PROBLEM DETAILS
Each line should be copied exactly.

SUPPLIED RECORDS
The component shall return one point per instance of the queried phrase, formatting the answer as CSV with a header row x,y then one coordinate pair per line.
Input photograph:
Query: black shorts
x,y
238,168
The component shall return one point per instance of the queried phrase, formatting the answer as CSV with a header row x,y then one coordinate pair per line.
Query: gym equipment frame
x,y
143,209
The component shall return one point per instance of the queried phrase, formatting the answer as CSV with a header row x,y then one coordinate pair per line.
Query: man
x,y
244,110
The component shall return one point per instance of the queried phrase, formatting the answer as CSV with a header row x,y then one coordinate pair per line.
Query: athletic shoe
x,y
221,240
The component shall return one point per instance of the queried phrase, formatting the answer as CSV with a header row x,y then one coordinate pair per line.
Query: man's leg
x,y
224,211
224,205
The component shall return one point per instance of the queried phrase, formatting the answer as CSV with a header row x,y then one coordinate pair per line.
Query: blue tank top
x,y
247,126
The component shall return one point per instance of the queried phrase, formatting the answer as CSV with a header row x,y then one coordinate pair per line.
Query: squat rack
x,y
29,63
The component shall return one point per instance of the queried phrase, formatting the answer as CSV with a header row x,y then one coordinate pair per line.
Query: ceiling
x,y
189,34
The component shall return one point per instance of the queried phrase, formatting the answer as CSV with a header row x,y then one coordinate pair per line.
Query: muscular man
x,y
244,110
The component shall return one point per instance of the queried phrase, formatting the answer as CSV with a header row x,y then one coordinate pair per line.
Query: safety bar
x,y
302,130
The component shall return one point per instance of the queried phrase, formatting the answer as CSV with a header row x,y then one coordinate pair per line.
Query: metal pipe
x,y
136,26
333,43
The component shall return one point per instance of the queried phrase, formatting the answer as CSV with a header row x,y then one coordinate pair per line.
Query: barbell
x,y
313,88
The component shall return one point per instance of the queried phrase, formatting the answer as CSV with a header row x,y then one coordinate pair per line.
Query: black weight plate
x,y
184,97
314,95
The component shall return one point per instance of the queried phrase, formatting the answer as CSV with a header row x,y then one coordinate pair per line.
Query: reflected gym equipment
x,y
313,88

TASK RESPONSE
The component shall return one point per instance of the queried phrase, formatting the answer as CSV with a header row x,y then one coordinate pair per line.
Input photograph:
Query: black shorts
x,y
238,168
The component shall return one point per instance of the queried phrase, formatting the answer as CSV with a header row x,y then one coordinate pair per line.
Query: gym equipment frame
x,y
143,209
The component shall return one point per instance of the queried phrase, formatting the answer as CSV with a header row x,y then one coordinate pair per line.
Query: man
x,y
244,110
The component shall return one point per instance of the queried phrase, formatting the answer as CSV with a header row x,y then one coordinate pair per line.
Query: athletic shoe
x,y
221,240
The component shall return one point per instance of the queried phrase, formatting the answer as CSV with a header row x,y then one coordinate pair per line.
Query: man's leg
x,y
224,211
224,205
The component shall return one point per instance of the queried phrase, formatting the answer as CSV with a header row x,y then one coordinate pair per line.
Query: blue tank top
x,y
247,126
The component shall return one point per instance of the queried phrase, formatting the answer as CSV with a header row x,y then one coordinate pair per line.
Query: squat rack
x,y
29,63
The component shall return one point per instance of the queried phrase, formatting the answer as CSV with a header row x,y then one coordinate pair per line.
Query: ceiling
x,y
189,34
The component shall return one point per instance of the queried phrase, formatting the answer as CSV with a header row x,y then one coordinate pair per line.
Query: muscular man
x,y
244,110
The component shall return one point per instance of the queried phrase, formatting the answer as CSV with a header row x,y then one coordinate pair per line.
Query: safety bar
x,y
302,130
The component shall return one point per instance of the queried phrase, formatting the answer as CSV with a header row x,y then one coordinate pair per line.
Query: metal pipe
x,y
136,26
333,43
The component shall return one point per instance of the queried phrase, formatting the answer as CSV with a header row x,y then one coordinate pair per line.
Query: barbell
x,y
313,88
The component shall return one point per instance of the queried phrase, formatting the answer as CSV with a header row x,y then one coordinate pair per line.
Query: black weight plate
x,y
184,97
314,95
The component shall return one point per instance of the queried phrase, formatting the answer as CSV with a header row x,y then one coordinate pair per line.
Query: reflected gym equipment
x,y
313,88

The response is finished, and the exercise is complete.